» **Reading passage**
────

Sunday, Mar. 12, 2006

Milestones

By Melissa August, ELIZABETH L. BLAND, Jeninne Lee-St. John, Clayton Neuman, Richard Lacayo

ARRESTED. CLAUDE ALLEN, 45, who served as President Bush's top domestic-policy adviser before resigning suddenly last month. Allen is charged with stealing more than $5,000 in goods at Target and other stores, then returning them for refunds--charges he denies.

FOUND DEAD. TOM FOX, 54, American peace activist who, with three colleagues, was taken hostage in Iraq in November. Fox's battered body turned up in a Baghdad dump. So far, at least 55 foreign hostages have been killed by their captors in Iraq.

MISTRIAL DECLARED. In the retrial of JOHN (JUNIOR) GOTTI, 42, son of reputed Gambino-family kingpin John Gotti who was indicted in 2004 for racketeering and ordering the 1992 kidnapping of a radio host who had insulted his father on the air; in New York City. The jury hit an impasse over Gotti's claim that he had "retired" before July 1999--which, if true, would place him beyond the five-year statute of limitations on the racketeering charges. A previous jury also could not agree on his guilt. Prosecutors intend to try again.

RESIGNED. GALE NORTON, 52, as Secretary of the Interior; in Washington. The first woman to hold the post, she led the Bush Administration's controversial effort to open Alaska's Arctic National Wildlife Refuge to oil drilling.

DIED. DANA REEVE, 44, singer, actress and widow of Superman actor Christopher Reeve who raised millions for research on treatments for paralysis after her husband became a quadriplegic after a 1995 horseback-riding accident; of lung cancer; in New York City. Reeve, a nonsmoker who lost her husband in 2004 and her mother just four months later, had her cancer diagnosed last August.

────

» **Extracted data**
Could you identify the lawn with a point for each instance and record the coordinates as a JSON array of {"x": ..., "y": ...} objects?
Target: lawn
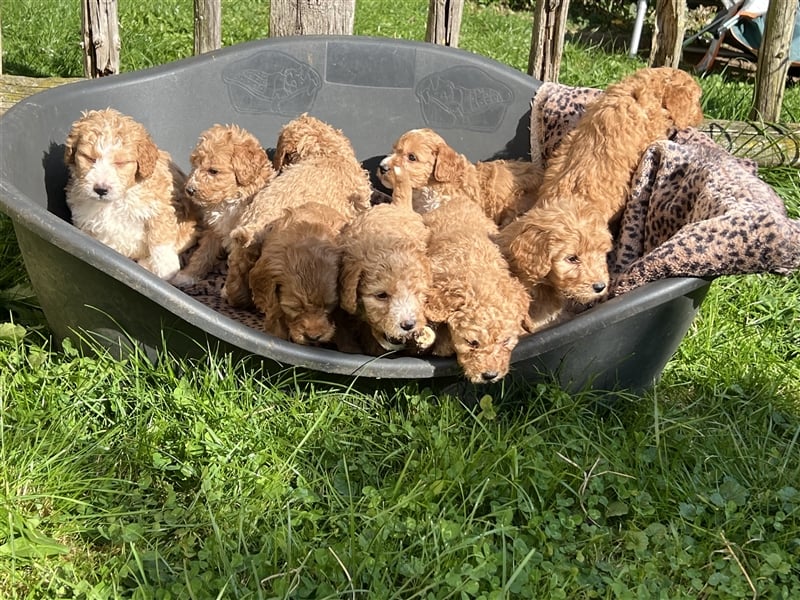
[{"x": 214, "y": 480}]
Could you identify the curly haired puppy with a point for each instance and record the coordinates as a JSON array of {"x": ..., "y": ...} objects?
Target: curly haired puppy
[
  {"x": 503, "y": 188},
  {"x": 228, "y": 167},
  {"x": 561, "y": 259},
  {"x": 480, "y": 308},
  {"x": 295, "y": 280},
  {"x": 126, "y": 192},
  {"x": 386, "y": 274},
  {"x": 562, "y": 242},
  {"x": 315, "y": 163}
]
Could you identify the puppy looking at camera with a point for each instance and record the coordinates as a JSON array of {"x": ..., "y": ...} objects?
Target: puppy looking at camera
[
  {"x": 504, "y": 189},
  {"x": 126, "y": 192},
  {"x": 229, "y": 167}
]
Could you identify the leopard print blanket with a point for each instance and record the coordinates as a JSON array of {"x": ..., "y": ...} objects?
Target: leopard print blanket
[{"x": 694, "y": 209}]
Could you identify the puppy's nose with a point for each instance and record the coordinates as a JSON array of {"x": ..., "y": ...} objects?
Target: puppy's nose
[{"x": 408, "y": 325}]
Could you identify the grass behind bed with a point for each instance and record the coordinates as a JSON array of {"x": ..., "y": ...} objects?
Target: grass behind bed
[{"x": 211, "y": 480}]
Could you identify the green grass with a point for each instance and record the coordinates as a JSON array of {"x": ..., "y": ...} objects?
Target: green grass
[{"x": 124, "y": 479}]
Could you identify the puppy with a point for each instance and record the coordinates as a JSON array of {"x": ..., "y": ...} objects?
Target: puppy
[
  {"x": 503, "y": 188},
  {"x": 315, "y": 162},
  {"x": 127, "y": 193},
  {"x": 295, "y": 280},
  {"x": 561, "y": 243},
  {"x": 478, "y": 308},
  {"x": 386, "y": 274},
  {"x": 228, "y": 167},
  {"x": 560, "y": 257}
]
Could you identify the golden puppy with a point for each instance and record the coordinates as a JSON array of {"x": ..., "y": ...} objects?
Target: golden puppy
[
  {"x": 386, "y": 274},
  {"x": 586, "y": 185},
  {"x": 478, "y": 308},
  {"x": 228, "y": 167},
  {"x": 295, "y": 280},
  {"x": 316, "y": 163},
  {"x": 503, "y": 188},
  {"x": 560, "y": 256},
  {"x": 127, "y": 193}
]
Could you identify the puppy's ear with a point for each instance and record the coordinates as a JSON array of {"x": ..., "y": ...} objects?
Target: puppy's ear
[
  {"x": 448, "y": 164},
  {"x": 349, "y": 278},
  {"x": 248, "y": 160},
  {"x": 146, "y": 156},
  {"x": 682, "y": 100}
]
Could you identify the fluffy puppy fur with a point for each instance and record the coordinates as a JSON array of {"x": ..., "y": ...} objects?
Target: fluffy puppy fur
[
  {"x": 126, "y": 192},
  {"x": 295, "y": 280},
  {"x": 228, "y": 167},
  {"x": 559, "y": 247},
  {"x": 479, "y": 307},
  {"x": 316, "y": 163},
  {"x": 503, "y": 188},
  {"x": 386, "y": 274}
]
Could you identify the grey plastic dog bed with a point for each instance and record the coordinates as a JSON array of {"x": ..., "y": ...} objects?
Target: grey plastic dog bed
[{"x": 372, "y": 89}]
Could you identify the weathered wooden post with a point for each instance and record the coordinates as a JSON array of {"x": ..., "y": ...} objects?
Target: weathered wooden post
[
  {"x": 773, "y": 61},
  {"x": 666, "y": 48},
  {"x": 444, "y": 22},
  {"x": 207, "y": 25},
  {"x": 547, "y": 39},
  {"x": 310, "y": 17},
  {"x": 100, "y": 31}
]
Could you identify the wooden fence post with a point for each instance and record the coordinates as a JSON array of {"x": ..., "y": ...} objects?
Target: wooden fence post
[
  {"x": 547, "y": 39},
  {"x": 666, "y": 48},
  {"x": 773, "y": 61},
  {"x": 444, "y": 22},
  {"x": 207, "y": 25},
  {"x": 310, "y": 17},
  {"x": 100, "y": 30}
]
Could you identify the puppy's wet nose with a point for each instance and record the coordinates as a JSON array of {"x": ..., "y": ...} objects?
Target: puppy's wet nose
[{"x": 408, "y": 325}]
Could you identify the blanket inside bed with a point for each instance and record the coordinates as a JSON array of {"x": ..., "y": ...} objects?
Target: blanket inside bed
[{"x": 694, "y": 209}]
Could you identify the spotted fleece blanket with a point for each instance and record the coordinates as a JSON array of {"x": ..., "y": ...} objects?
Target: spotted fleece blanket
[{"x": 694, "y": 209}]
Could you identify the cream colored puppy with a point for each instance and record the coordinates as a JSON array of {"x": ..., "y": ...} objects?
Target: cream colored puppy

────

» **Tasks to perform**
(a) According to the milestones column, what is Claude Allen charged with?
(b) Continue the milestones column after the Dana Reeve entry, adding further entries in the same style.

» **Outputs in order**
(a) Stealing more than $5,000 in goods at Target and other stores, then returning them for refunds.

(b)
DIED. KIRBY PUCKETT, 45, Hall of Fame outfielder who led the Minnesota Twins to World Series titles in 1991 and 1994; of a stroke; in Phoenix, Ariz. Before Game 6 of the 1991 Series, he famously told team-mates, "Tonight I'm drivin' the bus, boys," then hit two homers to force a Game 7--which the Twins won to capture the title.

DIED. SLOBODAN MILOSEVIC, 64, wily, charismatic power-addicted former Yugoslav President and icon of Serbian nationalism known as the Butcher of the Balkans; in his cell at the U.N. detention center near the Hague, where he was the first head of state to be prosecuted for genocide; apparently of natural causes. Milosevic, who had heart trouble, had been on trial since 2002 for his alleged role as architect of the 1995 slaughter of 8,000 Bosnian Muslims in Srebrenica and other crimes. His decade-long rule over Yugoslavia and Serbia produced four wars, which led to 250,000 deaths and introduced the term ethnic cleansing. Son of a defrocked Orthodox priest and a teacher, Milosevic lost power in a 2000 election. Serbia's new leaders extradited him in 2001. He defended himself at the International Criminal Tribunal, defiant to the end.

DIED. JOHN PROFUMO, 91, former British War Minister who resigned from the Cabinet in 1963 after lying to Parliament about his affair with a prostitute, Christine Keeler, then 19, whose other clients included a Soviet diplomat; in London. The Profumo scandal hastened the end of the eight-year reign of the Conservative government and encouraged the rise of a combative press.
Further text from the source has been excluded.